[Natural-language object grounding data]
____
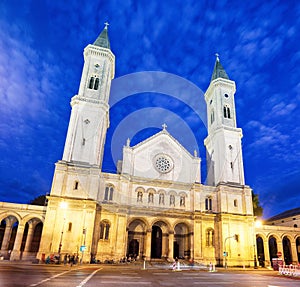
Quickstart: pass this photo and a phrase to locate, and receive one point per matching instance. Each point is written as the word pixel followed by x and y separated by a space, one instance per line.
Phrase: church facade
pixel 155 206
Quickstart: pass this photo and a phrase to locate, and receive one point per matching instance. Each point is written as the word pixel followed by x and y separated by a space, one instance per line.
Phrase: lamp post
pixel 258 224
pixel 63 205
pixel 225 253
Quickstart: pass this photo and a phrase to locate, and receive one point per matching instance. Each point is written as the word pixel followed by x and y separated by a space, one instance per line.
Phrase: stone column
pixel 267 253
pixel 280 247
pixel 7 235
pixel 192 245
pixel 164 249
pixel 30 233
pixel 294 253
pixel 171 246
pixel 148 244
pixel 15 254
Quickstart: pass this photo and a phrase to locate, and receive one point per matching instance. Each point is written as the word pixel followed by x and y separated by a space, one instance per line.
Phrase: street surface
pixel 30 275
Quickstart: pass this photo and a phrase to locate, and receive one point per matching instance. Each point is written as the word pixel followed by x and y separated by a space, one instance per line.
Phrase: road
pixel 30 275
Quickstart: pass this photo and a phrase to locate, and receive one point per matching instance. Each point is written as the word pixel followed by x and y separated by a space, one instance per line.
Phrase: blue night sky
pixel 41 46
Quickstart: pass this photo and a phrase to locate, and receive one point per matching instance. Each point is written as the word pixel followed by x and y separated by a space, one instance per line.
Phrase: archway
pixel 272 248
pixel 260 251
pixel 2 230
pixel 181 241
pixel 36 239
pixel 13 236
pixel 286 244
pixel 136 238
pixel 156 242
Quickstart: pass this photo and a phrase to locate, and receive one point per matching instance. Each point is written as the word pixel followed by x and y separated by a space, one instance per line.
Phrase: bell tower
pixel 223 143
pixel 77 174
pixel 89 117
pixel 72 204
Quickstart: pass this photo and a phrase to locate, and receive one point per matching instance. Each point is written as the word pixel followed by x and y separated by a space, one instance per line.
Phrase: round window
pixel 163 163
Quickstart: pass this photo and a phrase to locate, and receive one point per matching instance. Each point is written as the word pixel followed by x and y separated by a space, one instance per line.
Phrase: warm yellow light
pixel 63 205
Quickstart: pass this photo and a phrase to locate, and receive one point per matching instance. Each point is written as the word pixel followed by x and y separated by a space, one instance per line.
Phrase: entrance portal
pixel 133 248
pixel 156 242
pixel 175 250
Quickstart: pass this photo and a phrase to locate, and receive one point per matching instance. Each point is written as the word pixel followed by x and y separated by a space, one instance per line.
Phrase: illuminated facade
pixel 155 207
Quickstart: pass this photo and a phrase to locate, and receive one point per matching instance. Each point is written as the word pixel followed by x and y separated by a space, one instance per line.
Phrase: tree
pixel 39 200
pixel 257 208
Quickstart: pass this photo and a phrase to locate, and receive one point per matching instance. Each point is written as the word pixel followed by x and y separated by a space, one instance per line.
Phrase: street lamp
pixel 63 205
pixel 258 224
pixel 225 253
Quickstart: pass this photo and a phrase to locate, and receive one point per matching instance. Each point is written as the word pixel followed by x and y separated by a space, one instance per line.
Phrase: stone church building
pixel 155 206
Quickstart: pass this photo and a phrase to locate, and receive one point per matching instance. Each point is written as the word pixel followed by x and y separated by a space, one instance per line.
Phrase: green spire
pixel 102 40
pixel 219 71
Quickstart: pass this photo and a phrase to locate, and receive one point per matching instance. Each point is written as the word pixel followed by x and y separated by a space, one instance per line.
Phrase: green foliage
pixel 257 208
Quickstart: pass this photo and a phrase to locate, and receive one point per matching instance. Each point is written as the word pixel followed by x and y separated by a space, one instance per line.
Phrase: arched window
pixel 109 192
pixel 139 196
pixel 91 84
pixel 172 200
pixel 212 117
pixel 210 237
pixel 226 111
pixel 161 199
pixel 150 197
pixel 96 86
pixel 208 203
pixel 182 200
pixel 104 230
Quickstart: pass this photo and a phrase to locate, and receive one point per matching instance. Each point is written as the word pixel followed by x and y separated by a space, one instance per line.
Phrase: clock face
pixel 163 163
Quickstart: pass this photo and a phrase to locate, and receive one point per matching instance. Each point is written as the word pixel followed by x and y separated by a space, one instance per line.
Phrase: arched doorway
pixel 156 242
pixel 260 251
pixel 272 248
pixel 181 241
pixel 134 248
pixel 2 230
pixel 286 245
pixel 136 238
pixel 298 248
pixel 36 239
____
### Problem details
All records above must be output exactly as they stand, excluding pictures.

### Solution below
Quickstart: pass this photo and a phrase to locate, and receive one point per matching instance. Each point is written as the word pixel followed by x and y separated by a space, one instance per line.
Phrase: church facade
pixel 155 206
Quickstart: pass this photo and a phrase to locate, and receive one point per matching instance. Each point is written as the word pixel followed by x and y separated by a space, one instance per line.
Phrase: lamp post
pixel 258 224
pixel 63 205
pixel 225 253
Quickstart: pass this photo and a phrase to locate, and receive one point per matching instance. Each point is written as the word pixel followed by x and y separated by a space, one instance per line.
Phrase: stone column
pixel 267 253
pixel 280 247
pixel 7 235
pixel 192 245
pixel 164 249
pixel 30 233
pixel 294 253
pixel 171 246
pixel 148 244
pixel 15 254
Quickstart: pass this photo and a phrase to locate, and receive one point per matching instance. Each point is written as the word pixel followed by x and y separated by a space, one instance per line.
Phrase: street surface
pixel 30 275
Quickstart: pass this photo and a phrase to locate, and receive one point per matching instance. Each point is written as the word pixel followed by x and y separated by a space, one instance per line.
Phrase: road
pixel 30 275
Quickstart: pass this photo and a phrase to locate, and receive one point per matching instance. Each point is written as the word pixel followed by x and y separated by a space, one instance per line.
Phrase: blue night sky
pixel 41 46
Quickstart: pass this photo and a phrase to locate, and receive one point per matching instance. Each point is written as the word pixel followed by x and y separated by a space, one instance per line.
Phrase: archway
pixel 272 248
pixel 260 251
pixel 2 230
pixel 181 241
pixel 36 239
pixel 13 236
pixel 286 244
pixel 136 238
pixel 156 242
Quickstart: pass this photo and a phrase to locate, and receive one point per matching instance. Each point is written as the word pixel followed by x and y separated by a space, one instance per line.
Phrase: bell tower
pixel 223 143
pixel 77 174
pixel 89 117
pixel 72 204
Quickstart: pass this photo and a phrase to locate, and receive one point per matching instance. Each point is written as the word pixel followed by x and y separated by a space, one instance per line.
Phrase: round window
pixel 163 163
Quickstart: pass this photo and a phrase to locate, and receive one point per matching instance. Each point is written as the word pixel followed by x and y separated by a space, one instance per line.
Phrase: warm yellow light
pixel 63 205
Quickstart: pass this photo and a phrase to locate, and receive one point per matching instance. Each point is written as the word pixel followed by x and y separated by a space, one instance per line.
Phrase: entrance portal
pixel 133 248
pixel 156 242
pixel 175 250
Quickstart: pass this photo and a phrase to locate, and receive one point per matching instance. Each point is written as the word pixel followed by x and y separated by a space, one instance per line.
Phrase: illuminated facade
pixel 155 207
Quickstart: pass this photo and a phrase to locate, and receive one point per matching instance. Each point is written as the word pixel followed by x and y separated by a space, one instance per line.
Phrase: tree
pixel 39 200
pixel 257 208
Quickstart: pass this photo and a phrase to locate, and receive one point per matching instance. Each point is written as the word pixel followed by x and y separated by a space, one instance per line.
Phrase: street lamp
pixel 63 205
pixel 258 224
pixel 225 253
Quickstart: pass this photo and a phrase to locate, and receive one point per matching instance. Each point is written as the word pixel followed by x and y separated by a space, one instance per line.
Phrase: stone church building
pixel 155 206
Quickstart: pass this photo and a phrase to locate, and receive one point per matching instance. Each point is written as the word pixel followed by x and y separated by a space, one instance per line.
Phrase: green spire
pixel 102 40
pixel 219 71
Quickstart: pass this photo and a phrase to locate, and receive one point per matching instance. Each point is written as the word pixel followed by x and y separated by a space, one instance per line.
Phrase: green foliage
pixel 257 208
Quickstart: pass this photo and a phrase to locate, and receive one point per matching instance. Each point is written as the word pixel followed by x and y separated by a space, one instance per line.
Phrase: arched window
pixel 109 192
pixel 139 196
pixel 91 84
pixel 172 200
pixel 212 117
pixel 210 237
pixel 226 111
pixel 161 199
pixel 150 197
pixel 96 86
pixel 208 203
pixel 182 200
pixel 104 230
Quickstart: pass this photo and a phrase to locate, and receive one point per matching instance. Each point is written as the word pixel followed by x and y separated by a space, one instance per line.
Phrase: clock face
pixel 163 163
Quickstart: pass this photo and a phrase to locate, and receive one point per matching instance. Each point is written as the word pixel followed by x and y separated by a space, one instance per line.
Phrase: arched doorway
pixel 156 242
pixel 260 251
pixel 272 248
pixel 181 241
pixel 134 248
pixel 2 230
pixel 286 245
pixel 136 238
pixel 298 248
pixel 36 239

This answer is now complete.